[Entries taken from a pointing dataset]
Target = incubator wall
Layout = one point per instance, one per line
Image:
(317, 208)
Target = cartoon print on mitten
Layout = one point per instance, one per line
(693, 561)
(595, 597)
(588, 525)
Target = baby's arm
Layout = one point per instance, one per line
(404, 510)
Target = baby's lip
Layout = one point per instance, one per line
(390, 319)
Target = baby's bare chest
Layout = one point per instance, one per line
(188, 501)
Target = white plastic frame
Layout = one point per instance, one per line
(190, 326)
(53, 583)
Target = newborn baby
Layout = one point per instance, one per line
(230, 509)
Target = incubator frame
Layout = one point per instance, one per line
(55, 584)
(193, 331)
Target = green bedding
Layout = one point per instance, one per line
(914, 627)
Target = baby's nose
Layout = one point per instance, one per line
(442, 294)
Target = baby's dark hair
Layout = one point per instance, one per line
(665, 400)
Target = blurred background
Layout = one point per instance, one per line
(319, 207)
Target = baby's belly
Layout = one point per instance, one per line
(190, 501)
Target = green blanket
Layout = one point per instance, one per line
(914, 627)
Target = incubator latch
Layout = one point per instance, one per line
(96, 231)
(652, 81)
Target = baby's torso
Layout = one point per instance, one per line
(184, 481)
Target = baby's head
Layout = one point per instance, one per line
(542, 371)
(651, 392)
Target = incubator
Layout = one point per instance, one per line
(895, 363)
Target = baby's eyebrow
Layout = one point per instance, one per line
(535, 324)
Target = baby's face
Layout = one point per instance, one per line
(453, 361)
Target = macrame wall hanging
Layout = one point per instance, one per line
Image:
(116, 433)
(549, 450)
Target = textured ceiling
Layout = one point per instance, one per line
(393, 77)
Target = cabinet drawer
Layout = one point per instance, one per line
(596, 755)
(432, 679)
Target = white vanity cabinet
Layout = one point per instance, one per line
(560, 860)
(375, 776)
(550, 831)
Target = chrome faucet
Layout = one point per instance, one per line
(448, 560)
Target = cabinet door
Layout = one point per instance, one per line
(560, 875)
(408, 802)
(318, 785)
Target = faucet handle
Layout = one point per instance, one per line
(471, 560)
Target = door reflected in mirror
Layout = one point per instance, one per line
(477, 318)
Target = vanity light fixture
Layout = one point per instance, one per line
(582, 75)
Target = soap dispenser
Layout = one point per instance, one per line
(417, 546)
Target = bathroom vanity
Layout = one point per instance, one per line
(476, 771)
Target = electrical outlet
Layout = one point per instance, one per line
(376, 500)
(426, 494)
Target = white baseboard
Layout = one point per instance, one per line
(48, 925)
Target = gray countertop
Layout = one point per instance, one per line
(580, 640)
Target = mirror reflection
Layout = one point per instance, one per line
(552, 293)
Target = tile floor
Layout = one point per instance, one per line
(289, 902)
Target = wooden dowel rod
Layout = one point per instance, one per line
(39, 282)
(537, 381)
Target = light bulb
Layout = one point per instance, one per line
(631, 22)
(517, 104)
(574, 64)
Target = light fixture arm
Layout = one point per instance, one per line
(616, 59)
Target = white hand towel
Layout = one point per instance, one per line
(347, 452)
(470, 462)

---

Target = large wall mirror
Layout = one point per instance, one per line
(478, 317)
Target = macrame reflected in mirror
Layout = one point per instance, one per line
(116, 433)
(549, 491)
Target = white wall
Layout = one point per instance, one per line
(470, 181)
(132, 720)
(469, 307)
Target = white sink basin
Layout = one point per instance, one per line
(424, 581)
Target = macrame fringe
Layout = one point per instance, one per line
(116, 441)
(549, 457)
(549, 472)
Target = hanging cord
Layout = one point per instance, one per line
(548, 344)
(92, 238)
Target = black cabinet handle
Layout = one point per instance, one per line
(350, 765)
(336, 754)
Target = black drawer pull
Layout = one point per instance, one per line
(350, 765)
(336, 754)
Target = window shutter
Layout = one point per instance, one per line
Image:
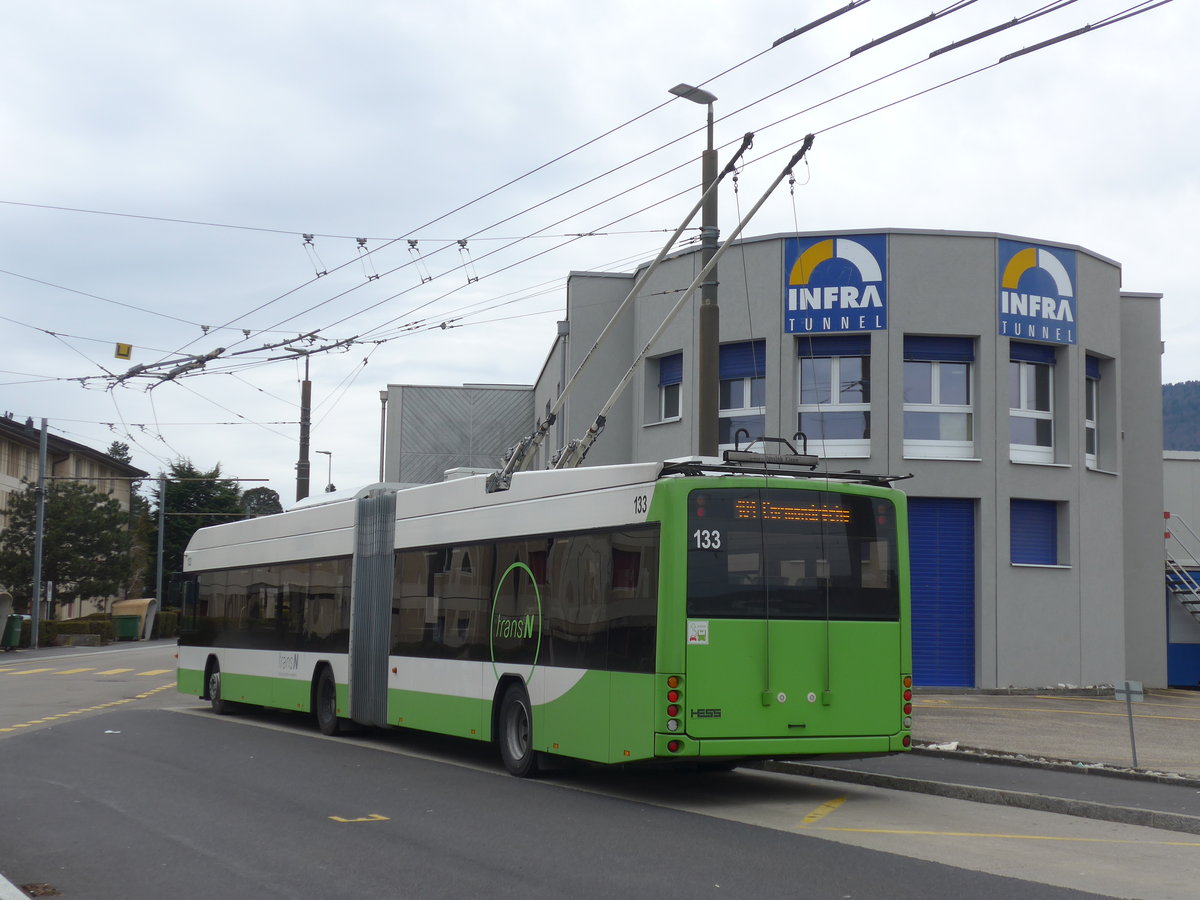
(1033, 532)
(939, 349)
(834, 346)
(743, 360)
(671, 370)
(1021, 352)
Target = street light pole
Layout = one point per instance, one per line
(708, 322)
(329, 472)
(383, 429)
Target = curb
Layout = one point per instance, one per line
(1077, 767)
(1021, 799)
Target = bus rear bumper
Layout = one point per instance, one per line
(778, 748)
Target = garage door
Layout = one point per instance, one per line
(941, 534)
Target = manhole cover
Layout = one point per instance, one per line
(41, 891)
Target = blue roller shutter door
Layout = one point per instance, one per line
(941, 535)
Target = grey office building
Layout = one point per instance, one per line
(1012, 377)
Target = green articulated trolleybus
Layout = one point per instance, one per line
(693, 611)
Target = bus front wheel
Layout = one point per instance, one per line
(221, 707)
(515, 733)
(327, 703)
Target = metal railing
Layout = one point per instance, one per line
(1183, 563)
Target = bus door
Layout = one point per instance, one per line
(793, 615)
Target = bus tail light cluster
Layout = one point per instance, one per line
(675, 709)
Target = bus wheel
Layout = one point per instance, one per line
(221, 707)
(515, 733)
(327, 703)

==

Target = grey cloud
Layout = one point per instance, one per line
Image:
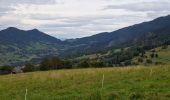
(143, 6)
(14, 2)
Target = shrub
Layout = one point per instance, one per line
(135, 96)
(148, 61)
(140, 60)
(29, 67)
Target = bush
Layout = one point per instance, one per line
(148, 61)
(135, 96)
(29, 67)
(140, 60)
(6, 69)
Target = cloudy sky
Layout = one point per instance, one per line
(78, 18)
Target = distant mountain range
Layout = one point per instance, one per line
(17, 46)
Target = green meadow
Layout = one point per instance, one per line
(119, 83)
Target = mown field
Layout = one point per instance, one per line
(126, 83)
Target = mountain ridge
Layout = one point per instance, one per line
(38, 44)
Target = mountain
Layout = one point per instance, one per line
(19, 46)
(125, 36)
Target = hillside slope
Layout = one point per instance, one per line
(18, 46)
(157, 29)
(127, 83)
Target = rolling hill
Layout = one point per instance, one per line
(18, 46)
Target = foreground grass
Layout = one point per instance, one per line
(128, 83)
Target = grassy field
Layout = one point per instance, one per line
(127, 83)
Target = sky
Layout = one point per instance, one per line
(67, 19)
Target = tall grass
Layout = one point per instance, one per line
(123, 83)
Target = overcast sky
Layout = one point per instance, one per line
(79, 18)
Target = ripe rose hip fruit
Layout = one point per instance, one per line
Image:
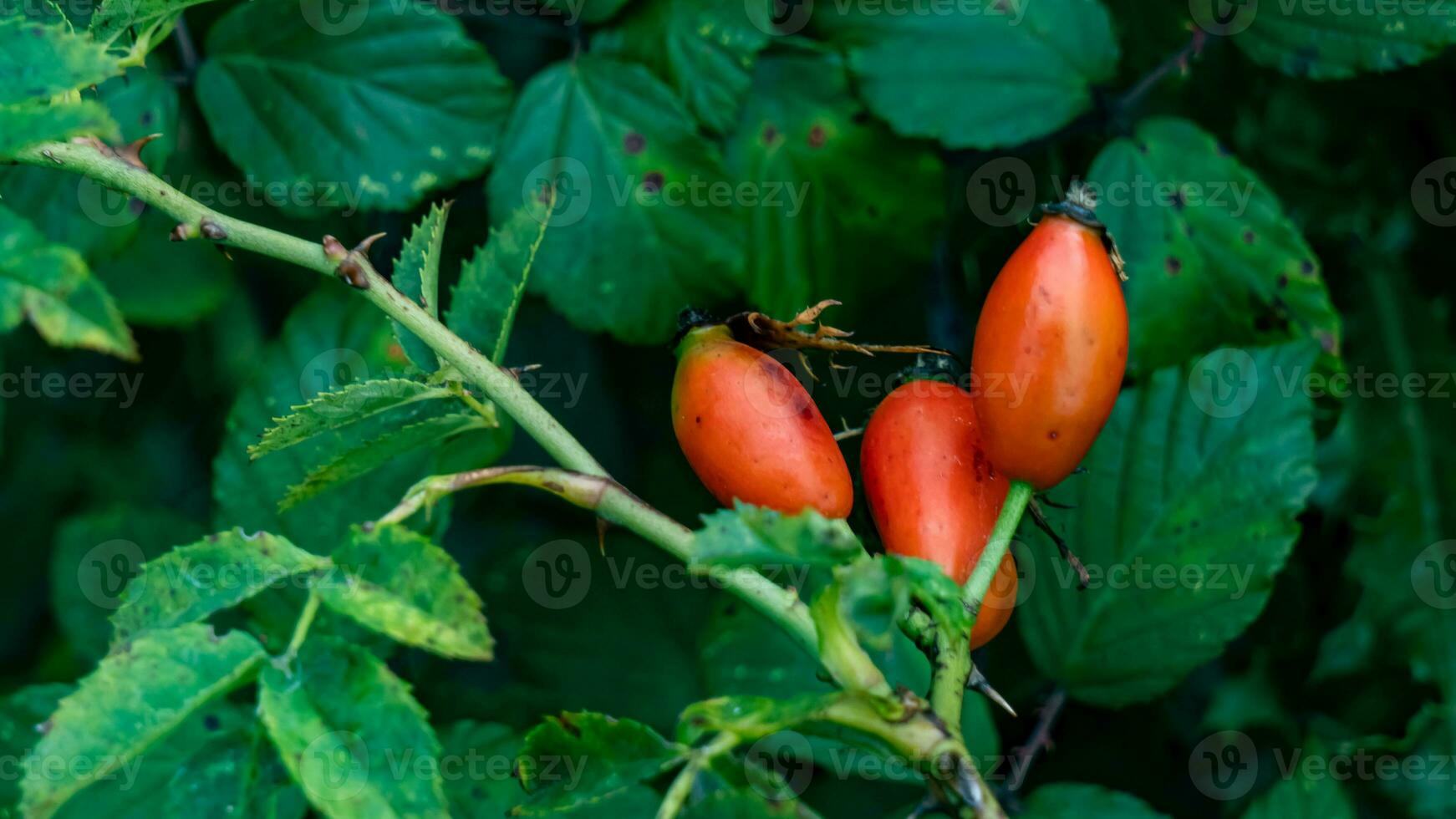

• _Problem description_
Count how many of the lines above contain the string "door". Reply with the number alone.

• _Worked solution_
5